### SOURCE TEXT
I would expect RENEW on an active order to replace it with a new active order. The typical use case is to renew a chronic outpatient medication (and likely printing a script for the patient), where a new order would be needed to track a newly issued prescription, refreshed refills, etc. RENEW of an inactive order would create a new order based on the inactive order (e.g., reissuing a chronic outpatient medication that recently expired). In the inpatient (hospital) context, we use CONTINUE in a similar way during patient care transitions (i.e., transfer).
Yes, carefully. When we created the Medical Gopher, Clem disallowed multiple simultaneous orders for the same thing. This made sense from a patient safety perspective, since juggling simultaneous multiple orders for the same thing increases the chance for errors geometrically (incorrect dosing, properly communicating changes, opening the door to accidental duplicate orders). That said, an absolute restriction against multiple simultaneous orders seems too restrictive. There are cases where it’s needed, like your example.
######
WHAT YOU WILL DO:
Reproduce word for word the stretch of the passage on medication orders from "I would expect" through "transitions (i.e., transfer).".
### RECORDED INFORMATION
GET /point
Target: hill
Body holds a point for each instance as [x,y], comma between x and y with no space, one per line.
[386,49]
######
RESULT OF THIS EXERCISE:
I would expect RENEW on an active order to replace it with a new active order. The typical use case is to renew a chronic outpatient medication (and likely printing a script for the patient), where a new order would be needed to track a newly issued prescription, refreshed refills, etc. RENEW of an inactive order would create a new order based on the inactive order (e.g., reissuing a chronic outpatient medication that recently expired). In the inpatient (hospital) context, we use CONTINUE in a similar way during patient care transitions (i.e., transfer).